Every line below that includes the word "black" needs to be copied.

*** The input ***

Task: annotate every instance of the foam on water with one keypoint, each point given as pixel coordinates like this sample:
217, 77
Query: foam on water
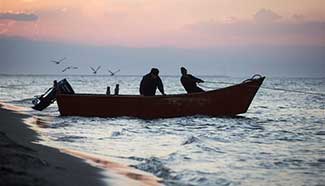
279, 141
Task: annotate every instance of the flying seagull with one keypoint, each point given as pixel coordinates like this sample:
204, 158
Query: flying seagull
113, 73
68, 68
95, 71
58, 61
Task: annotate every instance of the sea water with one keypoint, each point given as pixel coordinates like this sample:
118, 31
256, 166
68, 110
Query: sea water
279, 141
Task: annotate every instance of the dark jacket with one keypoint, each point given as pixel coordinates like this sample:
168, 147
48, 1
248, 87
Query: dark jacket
149, 85
189, 83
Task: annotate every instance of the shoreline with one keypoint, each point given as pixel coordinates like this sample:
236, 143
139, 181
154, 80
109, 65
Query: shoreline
24, 161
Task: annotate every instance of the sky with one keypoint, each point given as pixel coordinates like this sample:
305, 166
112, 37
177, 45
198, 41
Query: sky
178, 25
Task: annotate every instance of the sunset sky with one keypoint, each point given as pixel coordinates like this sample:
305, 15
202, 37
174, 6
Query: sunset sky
213, 37
176, 23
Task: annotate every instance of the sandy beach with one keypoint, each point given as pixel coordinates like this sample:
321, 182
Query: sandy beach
24, 162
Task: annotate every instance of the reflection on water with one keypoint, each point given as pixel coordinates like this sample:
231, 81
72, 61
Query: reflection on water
279, 141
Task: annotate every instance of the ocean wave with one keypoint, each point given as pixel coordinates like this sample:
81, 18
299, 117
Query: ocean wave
155, 166
69, 138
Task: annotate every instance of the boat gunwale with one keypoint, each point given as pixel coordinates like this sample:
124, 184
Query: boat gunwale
167, 95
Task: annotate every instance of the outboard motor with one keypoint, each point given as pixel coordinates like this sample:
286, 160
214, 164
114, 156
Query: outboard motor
43, 101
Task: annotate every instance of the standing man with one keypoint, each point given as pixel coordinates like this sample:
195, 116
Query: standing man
150, 83
189, 82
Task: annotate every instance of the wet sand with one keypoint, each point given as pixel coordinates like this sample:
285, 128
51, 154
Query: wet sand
24, 162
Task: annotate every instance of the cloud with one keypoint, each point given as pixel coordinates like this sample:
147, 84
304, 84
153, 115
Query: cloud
19, 16
266, 16
263, 29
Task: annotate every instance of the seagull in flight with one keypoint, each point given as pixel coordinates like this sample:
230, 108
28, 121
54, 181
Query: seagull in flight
58, 61
68, 68
95, 71
113, 73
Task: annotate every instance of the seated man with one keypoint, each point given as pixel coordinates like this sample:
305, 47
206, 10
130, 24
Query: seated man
150, 83
189, 82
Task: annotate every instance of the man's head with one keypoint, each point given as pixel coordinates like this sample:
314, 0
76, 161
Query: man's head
154, 72
183, 71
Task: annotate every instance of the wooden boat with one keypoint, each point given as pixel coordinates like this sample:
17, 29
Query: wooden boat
228, 101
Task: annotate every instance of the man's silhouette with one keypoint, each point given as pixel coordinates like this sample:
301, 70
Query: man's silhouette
150, 83
189, 82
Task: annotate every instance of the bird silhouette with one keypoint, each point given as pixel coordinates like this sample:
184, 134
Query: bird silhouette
95, 71
113, 73
58, 61
68, 68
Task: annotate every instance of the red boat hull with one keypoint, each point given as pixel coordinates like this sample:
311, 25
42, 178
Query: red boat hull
228, 101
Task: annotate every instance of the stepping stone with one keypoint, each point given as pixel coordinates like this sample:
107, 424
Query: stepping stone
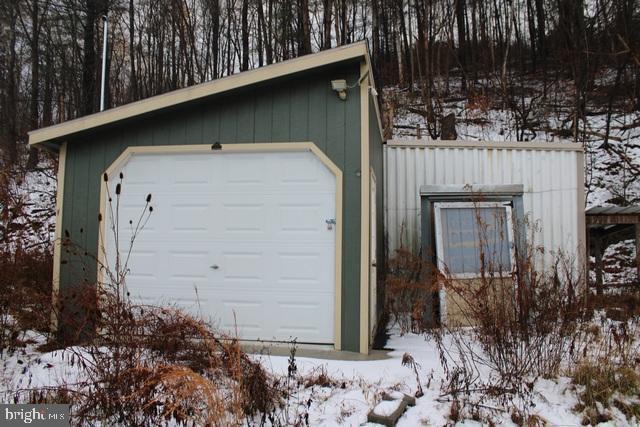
390, 408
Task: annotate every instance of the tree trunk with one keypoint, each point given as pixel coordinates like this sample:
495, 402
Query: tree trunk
245, 36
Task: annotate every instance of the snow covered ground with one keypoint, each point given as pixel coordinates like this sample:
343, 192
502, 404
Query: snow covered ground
365, 382
355, 386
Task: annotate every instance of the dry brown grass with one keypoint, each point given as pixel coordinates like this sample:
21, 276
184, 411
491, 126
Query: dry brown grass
408, 291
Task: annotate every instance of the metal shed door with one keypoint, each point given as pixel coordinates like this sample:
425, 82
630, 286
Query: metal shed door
243, 239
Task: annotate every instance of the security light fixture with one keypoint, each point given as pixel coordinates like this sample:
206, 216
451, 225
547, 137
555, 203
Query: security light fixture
340, 87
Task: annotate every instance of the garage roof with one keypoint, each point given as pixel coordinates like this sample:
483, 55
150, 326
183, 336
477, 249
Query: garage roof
56, 133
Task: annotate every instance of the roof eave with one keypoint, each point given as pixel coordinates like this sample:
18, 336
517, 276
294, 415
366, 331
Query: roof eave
56, 133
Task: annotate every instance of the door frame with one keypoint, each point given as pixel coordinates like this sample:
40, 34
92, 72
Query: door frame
124, 157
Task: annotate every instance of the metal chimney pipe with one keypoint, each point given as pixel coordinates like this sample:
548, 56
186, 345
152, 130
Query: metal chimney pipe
105, 26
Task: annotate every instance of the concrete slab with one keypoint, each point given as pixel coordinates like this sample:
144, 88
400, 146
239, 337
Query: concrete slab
315, 352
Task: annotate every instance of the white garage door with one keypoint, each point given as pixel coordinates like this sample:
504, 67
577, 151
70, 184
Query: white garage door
242, 239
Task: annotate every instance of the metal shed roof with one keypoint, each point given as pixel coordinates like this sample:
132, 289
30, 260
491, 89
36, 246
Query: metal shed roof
613, 210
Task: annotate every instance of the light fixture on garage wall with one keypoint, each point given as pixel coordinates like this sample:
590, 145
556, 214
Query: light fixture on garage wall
340, 86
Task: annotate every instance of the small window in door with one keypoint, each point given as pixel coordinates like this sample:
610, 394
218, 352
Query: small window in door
472, 237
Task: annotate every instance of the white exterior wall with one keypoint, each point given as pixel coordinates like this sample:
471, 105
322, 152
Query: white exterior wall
552, 175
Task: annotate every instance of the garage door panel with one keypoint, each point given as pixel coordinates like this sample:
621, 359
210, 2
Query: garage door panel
189, 217
189, 265
244, 171
243, 267
261, 219
243, 218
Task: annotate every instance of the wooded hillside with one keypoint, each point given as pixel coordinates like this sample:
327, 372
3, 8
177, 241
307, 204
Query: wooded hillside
50, 50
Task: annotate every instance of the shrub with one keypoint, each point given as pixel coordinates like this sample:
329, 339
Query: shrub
525, 323
408, 292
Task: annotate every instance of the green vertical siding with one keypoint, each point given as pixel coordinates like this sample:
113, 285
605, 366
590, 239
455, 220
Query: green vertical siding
302, 108
376, 162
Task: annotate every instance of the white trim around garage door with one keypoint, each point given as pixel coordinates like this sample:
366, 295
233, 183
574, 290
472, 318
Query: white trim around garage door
239, 148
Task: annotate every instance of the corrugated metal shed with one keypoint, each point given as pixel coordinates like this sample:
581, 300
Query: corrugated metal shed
552, 175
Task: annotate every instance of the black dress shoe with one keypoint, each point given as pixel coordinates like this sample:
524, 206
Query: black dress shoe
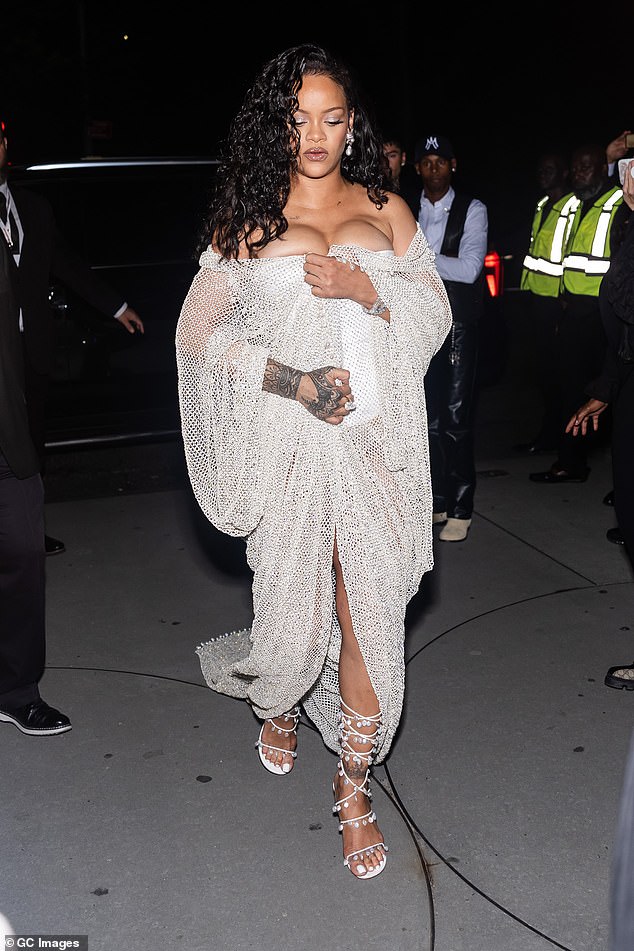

*** End of The input ***

Result of this task |
Task: annotate every instance of the black dress shoe with one keypoint, each point given as pixel coordinates like this sample:
Query: black dress shoe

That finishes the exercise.